Problem requirements: Retrieve every line from the records in which the word "velvet" occurs.

——

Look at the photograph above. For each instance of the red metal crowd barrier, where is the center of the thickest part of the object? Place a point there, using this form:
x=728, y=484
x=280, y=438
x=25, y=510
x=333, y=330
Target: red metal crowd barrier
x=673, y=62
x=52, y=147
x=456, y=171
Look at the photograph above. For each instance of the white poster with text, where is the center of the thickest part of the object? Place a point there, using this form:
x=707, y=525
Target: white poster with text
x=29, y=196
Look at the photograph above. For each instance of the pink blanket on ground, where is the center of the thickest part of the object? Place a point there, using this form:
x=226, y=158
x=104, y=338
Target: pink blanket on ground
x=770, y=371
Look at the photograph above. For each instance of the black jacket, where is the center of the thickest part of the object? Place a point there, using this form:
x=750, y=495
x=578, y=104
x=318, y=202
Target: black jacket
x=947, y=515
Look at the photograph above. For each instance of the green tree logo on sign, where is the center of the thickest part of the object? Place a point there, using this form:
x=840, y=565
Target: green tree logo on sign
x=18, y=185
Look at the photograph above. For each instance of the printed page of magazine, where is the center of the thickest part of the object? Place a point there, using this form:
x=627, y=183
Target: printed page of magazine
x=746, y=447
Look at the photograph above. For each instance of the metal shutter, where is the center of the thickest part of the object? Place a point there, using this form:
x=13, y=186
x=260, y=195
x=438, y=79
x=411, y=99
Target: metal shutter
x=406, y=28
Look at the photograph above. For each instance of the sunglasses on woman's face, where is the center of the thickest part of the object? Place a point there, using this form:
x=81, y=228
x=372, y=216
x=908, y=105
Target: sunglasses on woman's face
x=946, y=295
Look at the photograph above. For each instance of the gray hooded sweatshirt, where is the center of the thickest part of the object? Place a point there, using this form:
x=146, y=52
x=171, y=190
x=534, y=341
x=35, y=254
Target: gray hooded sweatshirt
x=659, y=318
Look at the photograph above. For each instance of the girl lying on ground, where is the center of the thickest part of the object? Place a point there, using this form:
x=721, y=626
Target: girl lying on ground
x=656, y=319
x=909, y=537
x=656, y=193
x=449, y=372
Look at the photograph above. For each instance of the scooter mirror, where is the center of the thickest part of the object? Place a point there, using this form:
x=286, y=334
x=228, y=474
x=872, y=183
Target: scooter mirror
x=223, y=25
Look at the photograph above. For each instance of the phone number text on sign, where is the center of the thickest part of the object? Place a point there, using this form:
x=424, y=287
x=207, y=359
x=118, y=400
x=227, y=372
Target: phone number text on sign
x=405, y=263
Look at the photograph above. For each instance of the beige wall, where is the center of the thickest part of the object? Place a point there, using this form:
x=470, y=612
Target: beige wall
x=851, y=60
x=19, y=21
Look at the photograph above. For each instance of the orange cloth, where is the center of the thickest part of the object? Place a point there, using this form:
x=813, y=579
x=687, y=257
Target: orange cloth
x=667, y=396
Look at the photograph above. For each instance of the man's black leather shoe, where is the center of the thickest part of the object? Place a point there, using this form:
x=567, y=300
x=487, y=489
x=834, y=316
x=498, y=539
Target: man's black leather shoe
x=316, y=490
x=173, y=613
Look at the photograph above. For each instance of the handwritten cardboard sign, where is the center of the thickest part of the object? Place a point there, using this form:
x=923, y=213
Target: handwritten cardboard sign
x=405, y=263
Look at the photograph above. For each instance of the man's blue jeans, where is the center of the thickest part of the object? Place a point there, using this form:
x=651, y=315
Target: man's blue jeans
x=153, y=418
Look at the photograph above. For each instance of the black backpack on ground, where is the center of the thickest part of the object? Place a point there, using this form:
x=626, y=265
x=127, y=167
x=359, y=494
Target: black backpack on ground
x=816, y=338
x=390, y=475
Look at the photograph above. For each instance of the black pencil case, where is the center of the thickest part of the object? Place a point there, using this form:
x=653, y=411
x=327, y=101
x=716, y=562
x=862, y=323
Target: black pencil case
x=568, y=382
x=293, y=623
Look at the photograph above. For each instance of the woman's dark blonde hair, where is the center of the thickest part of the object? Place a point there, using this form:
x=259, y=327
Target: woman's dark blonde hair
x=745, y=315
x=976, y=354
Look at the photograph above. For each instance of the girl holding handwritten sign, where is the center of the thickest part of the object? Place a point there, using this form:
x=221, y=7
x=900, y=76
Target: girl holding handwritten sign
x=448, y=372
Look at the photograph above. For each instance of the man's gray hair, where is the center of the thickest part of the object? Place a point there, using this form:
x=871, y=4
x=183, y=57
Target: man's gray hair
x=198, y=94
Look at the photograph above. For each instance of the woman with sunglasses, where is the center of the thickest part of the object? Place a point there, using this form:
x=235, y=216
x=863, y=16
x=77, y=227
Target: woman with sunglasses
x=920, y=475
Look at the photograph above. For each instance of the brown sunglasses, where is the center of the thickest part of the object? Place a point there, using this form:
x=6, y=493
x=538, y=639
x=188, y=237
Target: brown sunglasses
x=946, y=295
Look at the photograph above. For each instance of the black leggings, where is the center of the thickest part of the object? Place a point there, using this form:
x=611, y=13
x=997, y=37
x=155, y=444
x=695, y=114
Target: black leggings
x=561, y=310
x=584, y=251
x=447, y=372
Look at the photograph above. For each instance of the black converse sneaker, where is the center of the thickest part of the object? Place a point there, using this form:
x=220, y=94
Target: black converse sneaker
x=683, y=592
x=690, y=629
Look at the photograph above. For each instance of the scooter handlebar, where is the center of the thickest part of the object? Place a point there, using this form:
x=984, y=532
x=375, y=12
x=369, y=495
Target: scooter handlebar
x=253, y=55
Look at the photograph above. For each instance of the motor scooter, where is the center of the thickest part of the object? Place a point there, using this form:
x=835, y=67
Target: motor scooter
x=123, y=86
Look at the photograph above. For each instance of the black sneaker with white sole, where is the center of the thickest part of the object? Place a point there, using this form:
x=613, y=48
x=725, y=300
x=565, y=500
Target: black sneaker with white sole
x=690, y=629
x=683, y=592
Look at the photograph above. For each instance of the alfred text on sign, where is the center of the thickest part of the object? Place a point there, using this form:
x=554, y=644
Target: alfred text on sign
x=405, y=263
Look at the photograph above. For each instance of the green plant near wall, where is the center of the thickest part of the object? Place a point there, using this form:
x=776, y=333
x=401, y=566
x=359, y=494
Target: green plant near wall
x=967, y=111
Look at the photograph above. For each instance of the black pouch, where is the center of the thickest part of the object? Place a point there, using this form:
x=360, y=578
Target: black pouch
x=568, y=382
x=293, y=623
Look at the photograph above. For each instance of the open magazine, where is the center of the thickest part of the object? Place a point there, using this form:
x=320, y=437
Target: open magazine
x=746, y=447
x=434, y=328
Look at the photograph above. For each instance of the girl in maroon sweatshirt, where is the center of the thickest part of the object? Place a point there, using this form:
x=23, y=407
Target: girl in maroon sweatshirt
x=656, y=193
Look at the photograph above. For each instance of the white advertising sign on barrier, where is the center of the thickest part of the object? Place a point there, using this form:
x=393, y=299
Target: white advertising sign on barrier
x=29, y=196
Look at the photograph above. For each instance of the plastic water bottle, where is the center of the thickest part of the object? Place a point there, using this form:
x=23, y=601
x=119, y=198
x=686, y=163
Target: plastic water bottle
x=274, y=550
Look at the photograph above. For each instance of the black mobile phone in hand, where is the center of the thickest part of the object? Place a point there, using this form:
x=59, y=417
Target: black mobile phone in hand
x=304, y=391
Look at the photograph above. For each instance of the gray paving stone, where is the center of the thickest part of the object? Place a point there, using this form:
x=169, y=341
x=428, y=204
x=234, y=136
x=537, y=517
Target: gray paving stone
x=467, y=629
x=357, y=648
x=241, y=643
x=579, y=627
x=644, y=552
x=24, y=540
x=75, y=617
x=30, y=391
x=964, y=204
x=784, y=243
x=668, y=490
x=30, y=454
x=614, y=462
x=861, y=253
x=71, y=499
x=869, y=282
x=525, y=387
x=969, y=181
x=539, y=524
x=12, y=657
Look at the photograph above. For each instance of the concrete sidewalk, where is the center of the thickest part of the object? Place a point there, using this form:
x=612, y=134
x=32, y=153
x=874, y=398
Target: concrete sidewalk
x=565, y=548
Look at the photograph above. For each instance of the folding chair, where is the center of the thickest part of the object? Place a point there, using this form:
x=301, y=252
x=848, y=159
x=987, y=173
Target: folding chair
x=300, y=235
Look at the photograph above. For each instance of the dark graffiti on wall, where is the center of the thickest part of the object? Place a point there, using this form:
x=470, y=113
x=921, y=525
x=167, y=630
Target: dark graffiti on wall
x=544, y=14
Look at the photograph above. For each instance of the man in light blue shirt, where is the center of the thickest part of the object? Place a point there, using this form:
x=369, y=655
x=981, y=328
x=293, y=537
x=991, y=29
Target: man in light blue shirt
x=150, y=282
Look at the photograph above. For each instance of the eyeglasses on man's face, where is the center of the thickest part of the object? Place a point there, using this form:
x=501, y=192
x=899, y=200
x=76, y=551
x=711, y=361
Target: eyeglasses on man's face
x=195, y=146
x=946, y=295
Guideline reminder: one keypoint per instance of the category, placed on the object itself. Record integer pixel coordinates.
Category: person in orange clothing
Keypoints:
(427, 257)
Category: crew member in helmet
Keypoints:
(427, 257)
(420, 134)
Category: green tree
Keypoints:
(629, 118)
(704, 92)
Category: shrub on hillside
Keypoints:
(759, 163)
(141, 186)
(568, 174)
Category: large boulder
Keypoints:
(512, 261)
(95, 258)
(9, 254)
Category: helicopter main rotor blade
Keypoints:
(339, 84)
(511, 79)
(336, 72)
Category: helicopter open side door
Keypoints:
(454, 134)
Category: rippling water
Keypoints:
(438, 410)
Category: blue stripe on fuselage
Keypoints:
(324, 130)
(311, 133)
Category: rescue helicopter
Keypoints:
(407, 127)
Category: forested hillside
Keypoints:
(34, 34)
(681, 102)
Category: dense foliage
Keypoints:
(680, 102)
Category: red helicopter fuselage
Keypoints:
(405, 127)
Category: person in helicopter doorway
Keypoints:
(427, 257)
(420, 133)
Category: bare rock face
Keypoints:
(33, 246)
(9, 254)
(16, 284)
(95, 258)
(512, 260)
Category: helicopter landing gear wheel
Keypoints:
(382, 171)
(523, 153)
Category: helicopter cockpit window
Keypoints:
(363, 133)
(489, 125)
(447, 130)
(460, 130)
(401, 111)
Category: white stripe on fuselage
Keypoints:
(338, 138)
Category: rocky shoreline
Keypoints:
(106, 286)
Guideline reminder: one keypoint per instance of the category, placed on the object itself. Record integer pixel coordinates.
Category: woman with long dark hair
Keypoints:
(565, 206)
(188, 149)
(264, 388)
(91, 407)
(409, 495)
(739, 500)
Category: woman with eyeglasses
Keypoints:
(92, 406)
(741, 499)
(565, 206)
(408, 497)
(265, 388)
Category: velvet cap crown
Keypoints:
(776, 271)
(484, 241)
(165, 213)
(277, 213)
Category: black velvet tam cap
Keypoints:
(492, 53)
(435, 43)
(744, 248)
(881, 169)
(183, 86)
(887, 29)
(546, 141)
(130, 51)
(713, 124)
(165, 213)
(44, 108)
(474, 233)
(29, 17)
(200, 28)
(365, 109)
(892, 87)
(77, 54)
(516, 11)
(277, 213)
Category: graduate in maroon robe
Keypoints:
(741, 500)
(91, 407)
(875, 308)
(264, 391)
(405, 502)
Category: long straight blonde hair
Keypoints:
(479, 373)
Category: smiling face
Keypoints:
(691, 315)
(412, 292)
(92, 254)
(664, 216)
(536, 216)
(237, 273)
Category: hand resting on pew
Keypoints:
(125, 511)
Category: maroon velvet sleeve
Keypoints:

——

Task result:
Category: velvet cap crown
Category: black velvet tam cap
Category: maroon velvet sleeve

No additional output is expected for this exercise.